# Herf?



## bama (Jan 24, 2007)

What is a herf? A cigar gathering?


----------



## icehog3 (Feb 20, 2005)

bama said:


> What is a herf? A cigar gathering?


Exactly....2 or more BOTLs getting together for the social part of the cigar experience.

Nothing like a Gorilla Herf, dem cats is da bestest!!

Check out the MoB Herf thread, and come see for yourself.


----------



## bama (Jan 24, 2007)

icehog3 said:


> Exactly....2 or more BOTLs getting together for the social part of the cigar experience.


At the risk of showing even more ignorance...BOTL???


----------



## Malik23 (Sep 21, 2006)

Brother of the Leaf


----------



## bama (Jan 24, 2007)

Thanks!


----------



## pnoon (Jun 8, 2005)

There is tons to learn here. Read the sticky threads in each of the forums. Many of your questions will be answered.


----------



## bama (Jan 24, 2007)

pnoon said:


> There is tons to learn here. Read the sticky threads in each of the forums. Many of your questions will be answered.


Will do.


----------



## Blaylock-cl (Apr 28, 2006)

Here's a few threads I've have found helped me learn many of the terms used here:

Abbreviations

Acronyms

I'll send you the test when you're ready. 

Hope this is helpful!


----------

REQUIRED TASKS |
a – Answer these about the herf thread:
(i) According to icehog3, what is the minimum number of BOTLs needed for a herf?
(ii) What does BOTL stand for?
(iii) What does pnoon say to read in each of the forums?
b – Please output the portion of the herf thread starting at "## Blaylock-cl (Apr" and ending at "this is helpful!".

RAW RECORDS |
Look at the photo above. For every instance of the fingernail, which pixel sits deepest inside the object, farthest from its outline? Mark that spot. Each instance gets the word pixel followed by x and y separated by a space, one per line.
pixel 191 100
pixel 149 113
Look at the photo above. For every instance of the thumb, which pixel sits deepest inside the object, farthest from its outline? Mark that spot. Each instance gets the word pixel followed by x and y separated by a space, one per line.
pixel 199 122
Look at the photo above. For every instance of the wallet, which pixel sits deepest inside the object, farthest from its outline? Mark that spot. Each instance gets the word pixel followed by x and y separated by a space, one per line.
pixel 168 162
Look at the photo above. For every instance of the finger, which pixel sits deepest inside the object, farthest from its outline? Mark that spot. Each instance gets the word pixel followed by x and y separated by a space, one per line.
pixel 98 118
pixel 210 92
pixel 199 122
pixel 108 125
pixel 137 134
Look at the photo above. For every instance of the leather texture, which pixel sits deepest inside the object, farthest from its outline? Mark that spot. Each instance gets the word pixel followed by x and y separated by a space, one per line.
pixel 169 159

COMPLETE ANSWERS |
a –
(i) 2
(ii) Brother of the Leaf
(iii) The sticky threads

b –
## Blaylock-cl (Apr 28, 2006)

Here's a few threads I've have found helped me learn many of the terms used here:

Abbreviations

Acronyms

I'll send you the test when you're ready. 

Hope this is helpful!